Lo que
sigue son fragmentos de distintas intervenciones de Cortázar hablando de los
cuentos. Los textos fueron tomados del artículo “Algunos aspectos del cuento”
publicado en la revista “Casa de las Américas” en 1970; de “La vuelta a Julio
Cortázar en 80 preguntas”, entrevista publicada en la revista “Siete Días” en
1973; de “Julio Cortázar y la literatura revolucionaria”, entrevista publicada
en la revista “El Viejo Topo” en 1981; de “El sentimiento de lo fantástico”,
conferencia dictada en la Universidad Católica Andrés Bello de Caracas en 1982;
y del libro “La fascinación de las palabras”, un exhaustivo diálogo que
Cortázar mantuvo con el escritor y periodista uruguayo Omar Prego Gadea
(1927-2014).
En
principio soy -y creo que lo soy cada vez más- muy severo, muy riguroso frente
a las palabras. Lo he dicho, porque es una deuda que no me cansaré nunca de
pagar, que eso se lo debo a Borges. Mis lecturas de los cuentos y de los
ensayos de Borges, en la época en que publicó “El jardín de senderos que se
bifurcan”, me mostraron un lenguaje del que yo no tenía idea. Yo me había
criado dentro del clima del lenguaje romántico, de toda esa literatura que
había leído de niño -en general en traducciones españolas- Walter Scott, Víctor
Hugo, Edgar Allan Poe, los ingleses, los franceses. Mal traducidos, debo
agregar. Y luego los escritores, tanto los argentinos como otros
latinoamericanos y españoles, con una utilización muy (yo no diría barroca,
porque lo barroco es un fenómeno diferente) ampulosa del lenguaje, para volver
a esa palabra, con una adjetivación inútil contra la cual Borges se levantó
inmediatamente.

Ejercicios ->
1. En el texto sobre Cortázar y el cuento, ¿a quién dice Cortázar que le debe su rigor frente a las palabras?
2. Retoma el texto sobre Cortázar y el cuento y continúalo a partir de su última oración.

Datos proporcionados ->
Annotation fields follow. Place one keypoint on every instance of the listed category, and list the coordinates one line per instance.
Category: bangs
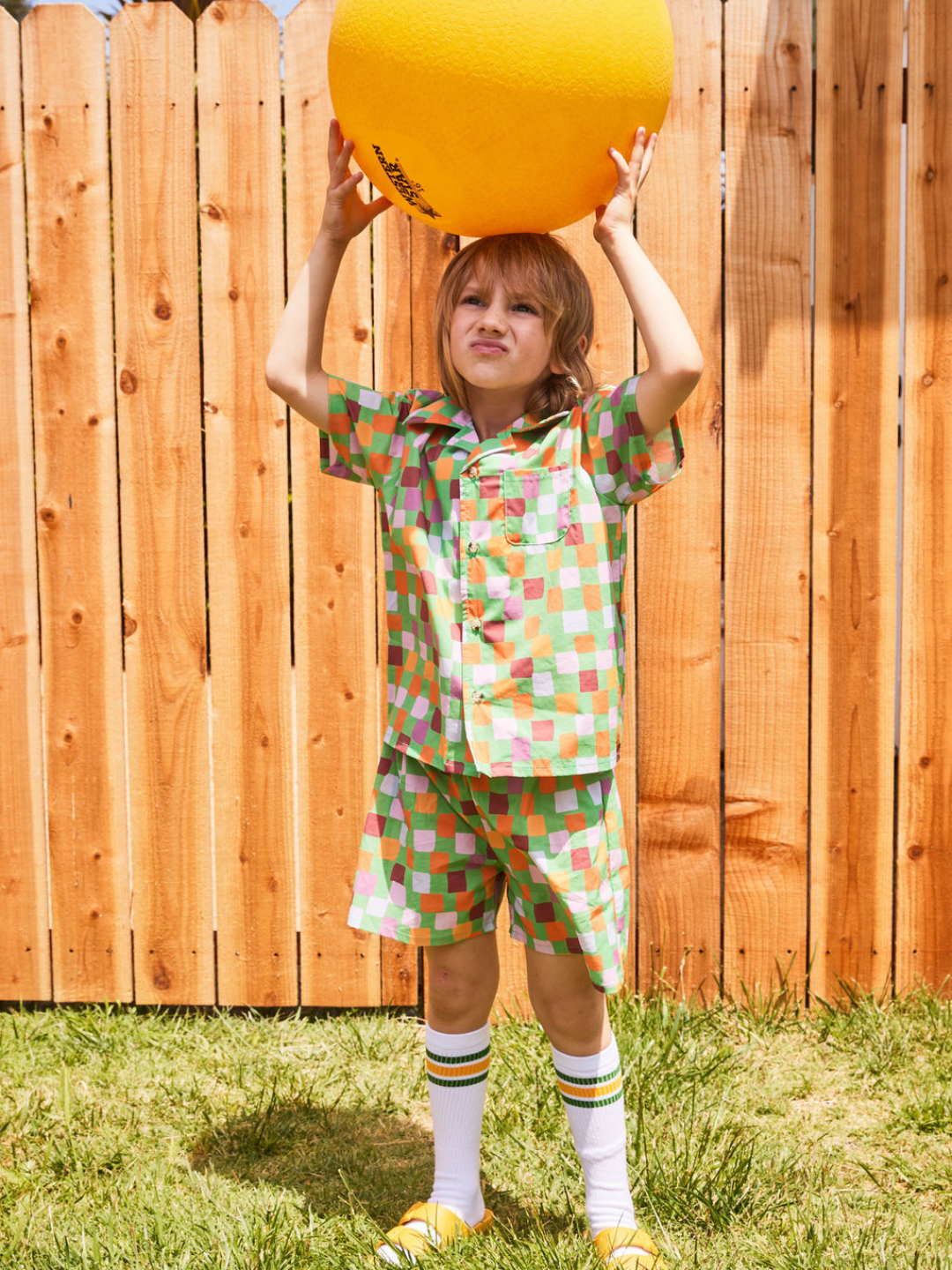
(539, 270)
(514, 262)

Respuestas ->
1. A Borges.

2.
(…) Lo
primero que me sorprendió leyendo los cuentos de Borges fue una impresión de
sequedad. Yo me preguntaba: “¿Qué pasa aquí? Esto está admirablemente dicho,
pero parecería que más que una adición de cosas se trata de una continua
sustracción”. Y efectivamente, me di cuenta de que Borges, si podía no poner
ningún adjetivo y al mismo tiempo calificar lo que quería, lo iba a hacer. O,
en todo caso, iba a poner un adjetivo, el único, pero no iba a caer en ese tipo
de enumeración que lleva fácilmente al floripondio. Entonces, yo fui un poco el
centinela de mi propio lenguaje, desde muy joven.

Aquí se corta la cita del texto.